> **Selected extract**
For those who are a bit new to meta-analyses, you really cannot just read the results and move on. You’re going to have to check the actual methods applied to the analysis, with a main focus being on sample selection. Sample selection in this case means: which studies were selected, which weren’t, and for both of those: why? The methods could be found towards the end of the paper. The authors references two meta-analysis frameworks (both lauded and widely applied). They clearly stated the resources used (journals and databases), search terms, time based restrictions, with a snowballing technique for reference hunting. Further criteria focused on methods (RCT), outcome measure, unit of analysis and language. Nothing out of the ordinary here, and maybe more importantly: can be replicated. The only thing that might read as a tad off is that the initial selection had 9,606 publications and this got reduced to 212. What I expect the main cutting point to have been here is the RCT criteria. A lot of nudges don’t tend to get the RCT treatment. I cannot say with 100% certainty if that’s it, because even the diagram in the Supporting Information section doesn’t give that amount of detail (I dig deep for these posts, don’t you worry!). If someone could get me more details on the exclusions I’d love to have them, because to me, they are the most important part!

> **What to work on**
1/ In the passage on checking a meta-analysis's methods, how many publications were in the initial selection, and to how many were they reduced?
2/ Continue the passage on checking a meta-analysis's methods, starting after its final sentence.

> **Data**
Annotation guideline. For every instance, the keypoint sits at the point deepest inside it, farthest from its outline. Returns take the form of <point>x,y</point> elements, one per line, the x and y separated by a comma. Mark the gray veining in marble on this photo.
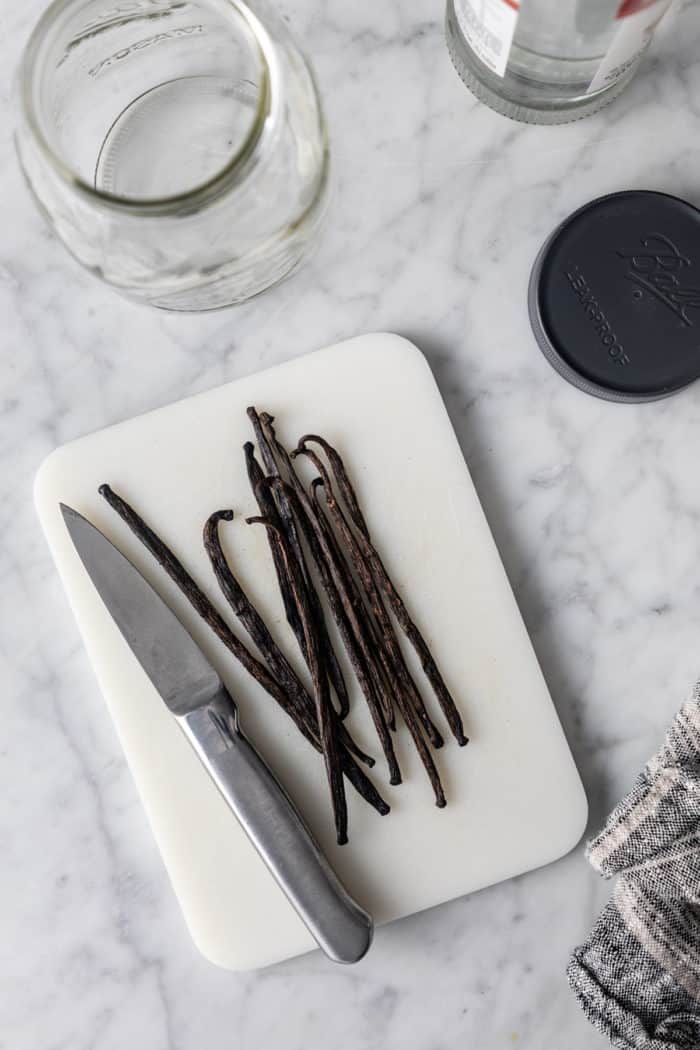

> **Expected answers**
1/ The initial selection of 9,606 publications was reduced to 212.

2/
The methods and supporting info did not give up the amount of secrets I had hoped for, but I do have to say I couldn’t spot anything really out of order, so I cautiously move back “up” to the discussion and conclusion sections. The authors mention different meta-analyses done on the topic and why results often seem to be inconsistent. The reason? Different in- and exclusion criteria, which means you end up with a different sample. And if there’s one thing we know about behavioural science, it is that a sample can make or break an effect (we’re nowhere near finding a universal theory of human behaviour, if ever). The discussion then dives deeper into specific interventions consistently working better than others, interventions in the food domain and, as always, the need for further research. Nothing controversial here either. All gets wrapped up nicely by the conclusion, with a reiteration that nudges are effective. I genuinely am convinced I read a completely different paper than most of the angry twitter mob.

So, 1000+ words and a very good paper later, where’re we at? The same place as before, I’m afraid. Nudges do work, but they can backfire. They have a small to medium effect size when they do work. Again, not controversial, we’ve known this for ages. There’s a publication bias. Bloody obviously. There is nothing controversial in this paper. If you’re “shocked” by any of its findings, you haven’t been paying attention to any of the developments in the field for the past 15 years. And I feel like that’s on you, not the authors of this meta-analysis. So yes, I confess; the title of today’s post was nothing but clickbait. Nudge isn’t dead yet, and won’t be rolling in its grave anytime soon. But what this does tell us is that more work is required to amplify all the non-nudge work that is being done in behavioural science. Because there is a lot of it. And it’s being done a disservice by being “rocked” by a single meta-analysis. Whether that analysis had good or bad things to say about the effectiveness of nudge.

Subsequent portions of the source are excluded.